[Begin DATA EXCERPTS]
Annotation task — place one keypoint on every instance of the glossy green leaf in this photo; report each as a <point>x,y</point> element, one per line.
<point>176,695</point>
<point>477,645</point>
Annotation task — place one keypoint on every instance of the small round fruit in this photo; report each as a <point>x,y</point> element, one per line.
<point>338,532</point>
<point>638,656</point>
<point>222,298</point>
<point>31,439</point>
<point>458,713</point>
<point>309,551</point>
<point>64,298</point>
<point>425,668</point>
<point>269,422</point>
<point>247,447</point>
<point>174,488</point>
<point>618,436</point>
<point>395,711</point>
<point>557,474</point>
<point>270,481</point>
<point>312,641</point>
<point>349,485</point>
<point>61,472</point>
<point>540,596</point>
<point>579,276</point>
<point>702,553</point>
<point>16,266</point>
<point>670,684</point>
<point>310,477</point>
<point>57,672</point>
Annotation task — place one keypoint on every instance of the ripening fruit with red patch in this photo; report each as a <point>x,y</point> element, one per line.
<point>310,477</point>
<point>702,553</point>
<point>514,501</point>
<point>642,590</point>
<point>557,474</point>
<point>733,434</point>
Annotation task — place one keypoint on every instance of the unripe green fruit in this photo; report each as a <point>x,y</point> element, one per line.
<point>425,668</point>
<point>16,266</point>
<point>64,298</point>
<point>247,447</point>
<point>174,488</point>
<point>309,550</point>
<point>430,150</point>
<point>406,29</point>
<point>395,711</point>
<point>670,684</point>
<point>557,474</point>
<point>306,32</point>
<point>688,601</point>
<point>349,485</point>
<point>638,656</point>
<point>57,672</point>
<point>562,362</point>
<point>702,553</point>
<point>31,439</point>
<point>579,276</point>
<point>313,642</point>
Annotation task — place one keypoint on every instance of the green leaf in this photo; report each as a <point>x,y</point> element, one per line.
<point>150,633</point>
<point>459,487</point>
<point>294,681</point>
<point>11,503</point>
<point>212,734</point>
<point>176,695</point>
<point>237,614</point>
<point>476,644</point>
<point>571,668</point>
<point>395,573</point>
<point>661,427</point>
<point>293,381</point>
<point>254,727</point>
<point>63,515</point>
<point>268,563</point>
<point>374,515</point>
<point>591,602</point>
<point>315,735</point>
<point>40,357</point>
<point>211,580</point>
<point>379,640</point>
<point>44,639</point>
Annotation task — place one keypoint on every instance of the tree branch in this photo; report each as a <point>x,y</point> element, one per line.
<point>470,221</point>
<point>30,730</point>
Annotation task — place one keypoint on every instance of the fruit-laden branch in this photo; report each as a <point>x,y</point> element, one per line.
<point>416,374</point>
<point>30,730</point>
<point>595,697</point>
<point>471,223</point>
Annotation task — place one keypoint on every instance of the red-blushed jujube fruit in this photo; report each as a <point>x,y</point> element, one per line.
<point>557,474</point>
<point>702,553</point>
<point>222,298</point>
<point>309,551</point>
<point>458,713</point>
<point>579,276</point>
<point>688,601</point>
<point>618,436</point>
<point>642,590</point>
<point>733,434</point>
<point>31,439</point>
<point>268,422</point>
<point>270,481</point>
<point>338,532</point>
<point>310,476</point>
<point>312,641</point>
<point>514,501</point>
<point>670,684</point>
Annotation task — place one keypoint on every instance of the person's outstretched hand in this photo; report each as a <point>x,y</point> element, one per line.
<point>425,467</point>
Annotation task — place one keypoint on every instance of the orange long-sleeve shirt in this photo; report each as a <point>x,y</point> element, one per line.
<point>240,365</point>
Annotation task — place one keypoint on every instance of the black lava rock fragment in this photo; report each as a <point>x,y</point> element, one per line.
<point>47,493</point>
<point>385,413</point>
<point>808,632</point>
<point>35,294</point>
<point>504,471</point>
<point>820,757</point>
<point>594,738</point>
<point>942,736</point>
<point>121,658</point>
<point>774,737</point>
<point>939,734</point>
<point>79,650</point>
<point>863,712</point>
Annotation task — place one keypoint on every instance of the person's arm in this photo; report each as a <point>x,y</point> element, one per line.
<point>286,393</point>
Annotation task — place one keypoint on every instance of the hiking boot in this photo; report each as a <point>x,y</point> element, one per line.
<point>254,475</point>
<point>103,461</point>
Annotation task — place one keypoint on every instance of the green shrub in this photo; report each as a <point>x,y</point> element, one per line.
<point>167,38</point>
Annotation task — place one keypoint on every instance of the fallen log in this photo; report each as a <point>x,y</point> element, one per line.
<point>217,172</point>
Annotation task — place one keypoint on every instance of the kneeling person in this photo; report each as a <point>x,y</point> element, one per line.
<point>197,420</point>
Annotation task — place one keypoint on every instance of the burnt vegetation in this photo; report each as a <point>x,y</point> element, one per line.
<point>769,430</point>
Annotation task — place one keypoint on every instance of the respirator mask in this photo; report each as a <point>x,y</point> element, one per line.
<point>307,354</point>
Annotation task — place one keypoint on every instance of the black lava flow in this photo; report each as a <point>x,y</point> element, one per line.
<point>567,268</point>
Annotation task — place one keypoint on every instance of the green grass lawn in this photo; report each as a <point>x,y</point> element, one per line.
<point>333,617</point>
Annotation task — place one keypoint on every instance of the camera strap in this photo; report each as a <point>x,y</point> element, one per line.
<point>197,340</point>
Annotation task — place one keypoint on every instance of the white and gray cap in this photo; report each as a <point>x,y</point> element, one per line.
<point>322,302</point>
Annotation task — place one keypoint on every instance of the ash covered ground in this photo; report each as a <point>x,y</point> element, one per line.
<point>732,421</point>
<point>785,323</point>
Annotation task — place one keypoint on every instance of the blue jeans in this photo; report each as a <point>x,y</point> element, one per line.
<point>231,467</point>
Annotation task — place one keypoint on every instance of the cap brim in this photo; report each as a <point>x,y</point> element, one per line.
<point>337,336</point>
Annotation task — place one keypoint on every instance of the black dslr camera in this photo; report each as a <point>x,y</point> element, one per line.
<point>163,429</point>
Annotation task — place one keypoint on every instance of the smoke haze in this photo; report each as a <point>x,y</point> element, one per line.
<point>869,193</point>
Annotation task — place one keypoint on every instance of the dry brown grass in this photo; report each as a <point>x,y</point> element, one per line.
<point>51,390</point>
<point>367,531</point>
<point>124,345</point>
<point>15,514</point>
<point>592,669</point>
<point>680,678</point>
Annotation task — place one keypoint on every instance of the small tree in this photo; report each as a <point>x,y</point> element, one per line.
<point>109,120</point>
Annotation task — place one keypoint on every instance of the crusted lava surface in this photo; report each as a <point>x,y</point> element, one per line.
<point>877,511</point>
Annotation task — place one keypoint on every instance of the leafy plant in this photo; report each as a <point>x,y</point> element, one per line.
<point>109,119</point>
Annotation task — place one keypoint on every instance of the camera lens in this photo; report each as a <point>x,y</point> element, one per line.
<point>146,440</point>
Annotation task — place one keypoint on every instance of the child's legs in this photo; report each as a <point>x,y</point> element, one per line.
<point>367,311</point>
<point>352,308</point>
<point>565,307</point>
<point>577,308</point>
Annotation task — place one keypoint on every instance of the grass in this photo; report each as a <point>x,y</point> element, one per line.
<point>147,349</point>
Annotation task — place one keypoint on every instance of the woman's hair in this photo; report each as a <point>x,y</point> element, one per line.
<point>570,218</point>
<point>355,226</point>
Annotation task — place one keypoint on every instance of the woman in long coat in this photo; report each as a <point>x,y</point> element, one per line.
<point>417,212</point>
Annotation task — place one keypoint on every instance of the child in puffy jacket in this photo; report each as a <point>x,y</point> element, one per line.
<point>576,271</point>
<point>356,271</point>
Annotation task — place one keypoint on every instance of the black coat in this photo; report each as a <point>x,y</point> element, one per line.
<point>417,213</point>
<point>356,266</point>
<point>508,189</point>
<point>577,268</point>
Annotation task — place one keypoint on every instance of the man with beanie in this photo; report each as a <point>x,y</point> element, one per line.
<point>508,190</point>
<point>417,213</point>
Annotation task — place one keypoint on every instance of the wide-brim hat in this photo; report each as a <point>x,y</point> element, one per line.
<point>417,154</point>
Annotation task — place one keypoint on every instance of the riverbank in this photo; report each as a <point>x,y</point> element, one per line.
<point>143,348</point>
[End DATA EXCERPTS]
_WRITTEN INSTRUCTION_
Return, character for character, the lines starting at the one containing "of the grass" and ending at the one containing "<point>577,268</point>", including both of those lines and nothing else.

_WRITTEN ANSWER_
Annotation task — place one keypoint on every instance of the grass in this photo; report each as a <point>x,y</point> element, one per line.
<point>147,349</point>
Annotation task — place one keypoint on every instance of the woman's hair in this photo; report each as a <point>x,y</point> element, one per line.
<point>570,218</point>
<point>355,226</point>
Annotation task — place one keypoint on every instance of the woman in long coat in this photo; report each as a <point>x,y</point> element, one per line.
<point>417,212</point>
Annotation task — place one keypoint on every instance of the child in puffy jacket in this photo; report each as a <point>x,y</point> element, one per line.
<point>576,271</point>
<point>356,271</point>
Annotation task — place one keypoint on every instance of the black coat in this photo; report each as a <point>x,y</point> element, one per line.
<point>417,213</point>
<point>356,266</point>
<point>508,189</point>
<point>577,268</point>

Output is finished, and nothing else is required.